▶ Given instruction:
Extract every entry word for word.

▶ Extracted information:

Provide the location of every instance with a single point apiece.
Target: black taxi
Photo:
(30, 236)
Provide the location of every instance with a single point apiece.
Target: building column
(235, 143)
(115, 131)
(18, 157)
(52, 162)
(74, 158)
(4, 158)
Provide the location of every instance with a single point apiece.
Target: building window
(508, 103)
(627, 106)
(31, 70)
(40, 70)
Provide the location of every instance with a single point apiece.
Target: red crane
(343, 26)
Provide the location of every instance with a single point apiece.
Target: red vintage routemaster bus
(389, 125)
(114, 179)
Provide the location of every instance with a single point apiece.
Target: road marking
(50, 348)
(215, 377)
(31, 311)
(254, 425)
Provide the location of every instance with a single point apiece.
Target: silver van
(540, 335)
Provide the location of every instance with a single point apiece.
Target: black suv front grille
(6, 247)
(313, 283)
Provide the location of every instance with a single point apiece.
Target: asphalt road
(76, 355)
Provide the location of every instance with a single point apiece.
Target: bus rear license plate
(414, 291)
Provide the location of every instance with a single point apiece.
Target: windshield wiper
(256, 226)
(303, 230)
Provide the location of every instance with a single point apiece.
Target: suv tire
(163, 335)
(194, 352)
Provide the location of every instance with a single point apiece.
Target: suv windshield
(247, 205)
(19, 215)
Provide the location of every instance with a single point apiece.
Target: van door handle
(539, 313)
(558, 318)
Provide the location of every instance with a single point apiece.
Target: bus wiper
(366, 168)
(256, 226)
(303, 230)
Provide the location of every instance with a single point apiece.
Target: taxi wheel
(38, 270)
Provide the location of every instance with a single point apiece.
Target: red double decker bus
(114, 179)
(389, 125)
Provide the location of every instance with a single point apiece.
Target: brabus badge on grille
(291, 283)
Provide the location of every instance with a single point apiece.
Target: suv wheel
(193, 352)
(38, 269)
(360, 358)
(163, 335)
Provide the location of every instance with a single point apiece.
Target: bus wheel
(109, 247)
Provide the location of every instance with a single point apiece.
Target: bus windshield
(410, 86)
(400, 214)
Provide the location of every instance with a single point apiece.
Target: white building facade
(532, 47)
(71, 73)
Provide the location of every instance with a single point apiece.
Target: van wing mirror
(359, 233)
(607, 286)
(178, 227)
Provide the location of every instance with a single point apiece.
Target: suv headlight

▶ Task response:
Provide the location of every instance with a single point apiece.
Target: black taxi
Photo:
(30, 236)
Provide the location of every instance with a single point apiece.
Target: building column
(235, 143)
(115, 131)
(18, 157)
(52, 162)
(74, 158)
(4, 158)
Provide the location of every instance with a single point apiece.
Target: building window
(508, 103)
(627, 106)
(31, 70)
(40, 70)
Provide the location of every instance with a single point apiece.
Target: red crane
(343, 26)
Provide the location of every instance with a single point apiece.
Target: red vintage routemaster bus
(389, 125)
(114, 179)
Provide the location of every instance with a single point apiece.
Target: road marking
(50, 348)
(215, 377)
(31, 311)
(254, 425)
Provide the location of every instance with a single point apiece.
Target: silver van
(540, 335)
Provide the location of every instance with a single point apiece.
Target: black suv front grille
(6, 247)
(313, 283)
Provide the location of every instance with a single point apiece.
Target: asphalt road
(76, 355)
Provide the location of every instance with a single point apiece.
Target: bus rear license plate
(414, 291)
Provide the location of every instance with a single point apiece.
Target: windshield wiper
(256, 226)
(303, 230)
Provide the location of every instance with a single point apiece.
Target: suv tire
(163, 335)
(194, 352)
Provide the location of every instance with a single point apiece.
Target: suv windshield
(247, 205)
(19, 215)
Provide the location of every instance with a single point apiece.
Target: van door handle
(539, 313)
(558, 318)
Provide the location of every instance with a single point apiece.
Target: bus wiper
(366, 168)
(256, 226)
(303, 230)
Provide the location of every instance with a single point apiece.
Target: taxi wheel
(38, 270)
Provide the location of every instance with a single point apiece.
Target: red double decker bus
(114, 179)
(389, 125)
Provide the location of every instance with a single point apiece.
Target: brabus badge on grille
(291, 283)
Provide the location of every instance with a single point apiece.
Target: suv wheel
(193, 352)
(38, 269)
(360, 358)
(163, 335)
Provide the location of every instance with a single point apiece.
Target: bus wheel
(109, 247)
Provide the location of every instance with a single point apiece.
Target: bus windshield
(410, 86)
(400, 214)
Provide the location of every instance with a single point apiece.
Target: white building facade
(532, 47)
(71, 73)
Provide the location of every instance with a single point apiece.
Target: van wing mirror
(359, 233)
(607, 286)
(178, 227)
Provide the location of every instance with a single point apiece.
Target: suv headlight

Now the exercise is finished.